◆ TO DO: Write out, word for word, the part of the notes on reading HTML, XML and JSON in R below starting at "Working with XML" and ending at "library(knitr)".

◆ SELECTED PASSAGE:
Introduction

   Working with XML and JSON in R, In this exercise 3 smiliar data files wit different formats are fetched using the appropriate library and find out the techniques involved retrivin data from different file formats

Methods

   Different types of data and methods used
      HTML - Hypertext markup lanaguage, tabular kind of data, used readHTMLTable function to extract data
      XML - Each elements are covered with tags, used xmlToDataFrame fnction to extract data
      JSON - JavaScript Object Notation, a minimal readable format of structured data with name value pairs, used fromJSON function and as.data.frame to extract data

HTML Method

library(knitr)
library(kableExtra)
library(XML)
library(RCurl)
library(jsonlite)

◆ DATASET CONTENT:

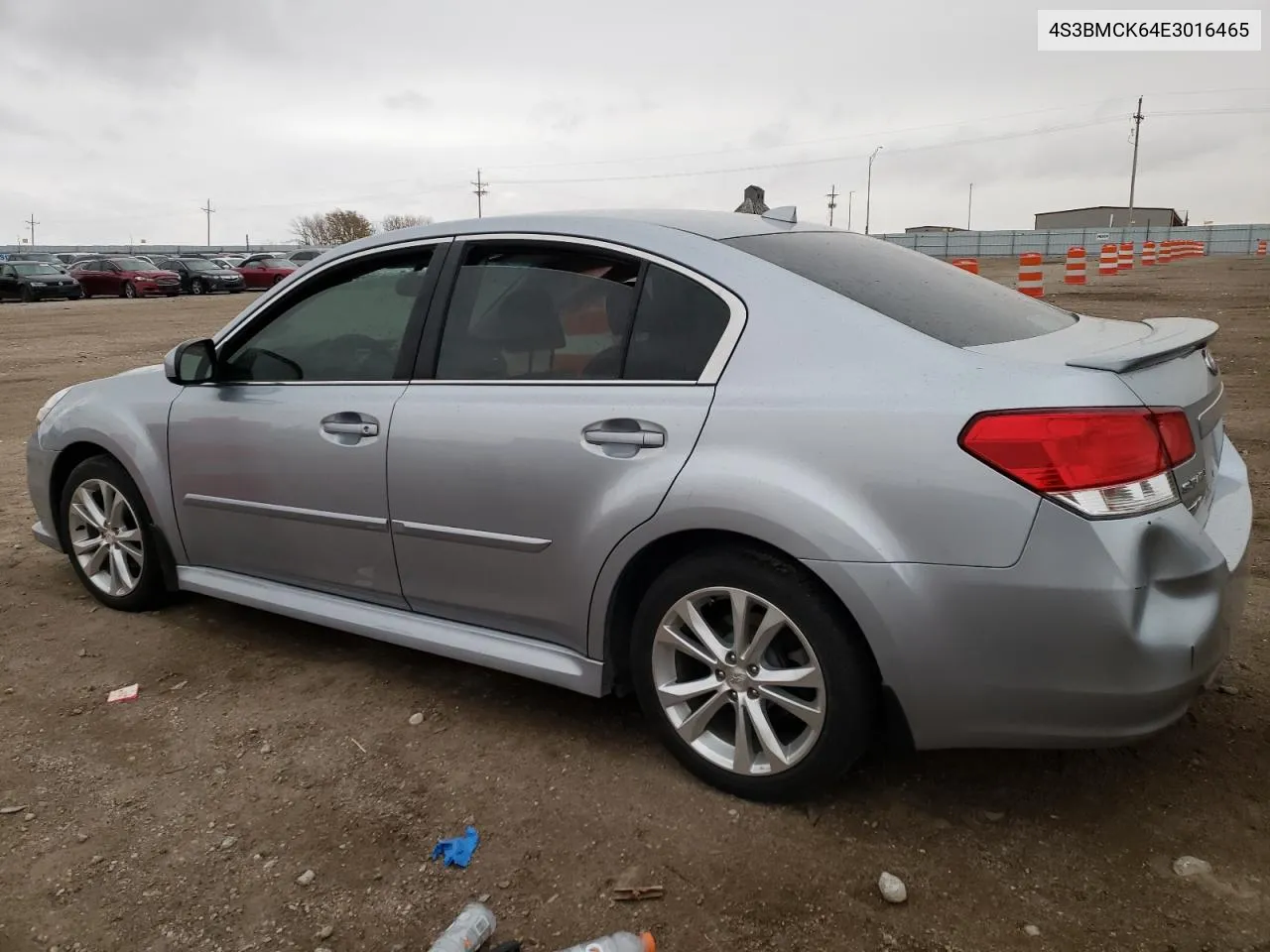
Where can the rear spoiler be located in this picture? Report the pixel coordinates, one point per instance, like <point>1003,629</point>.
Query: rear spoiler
<point>1169,338</point>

◆ FULL SOLUTION:
Working with XML and JSON in R, In this exercise 3 smiliar data files wit different formats are fetched using the appropriate library and find out the techniques involved retrivin data from different file formats

Methods

   Different types of data and methods used
      HTML - Hypertext markup lanaguage, tabular kind of data, used readHTMLTable function to extract data
      XML - Each elements are covered with tags, used xmlToDataFrame fnction to extract data
      JSON - JavaScript Object Notation, a minimal readable format of structured data with name value pairs, used fromJSON function and as.data.frame to extract data

HTML Method

library(knitr)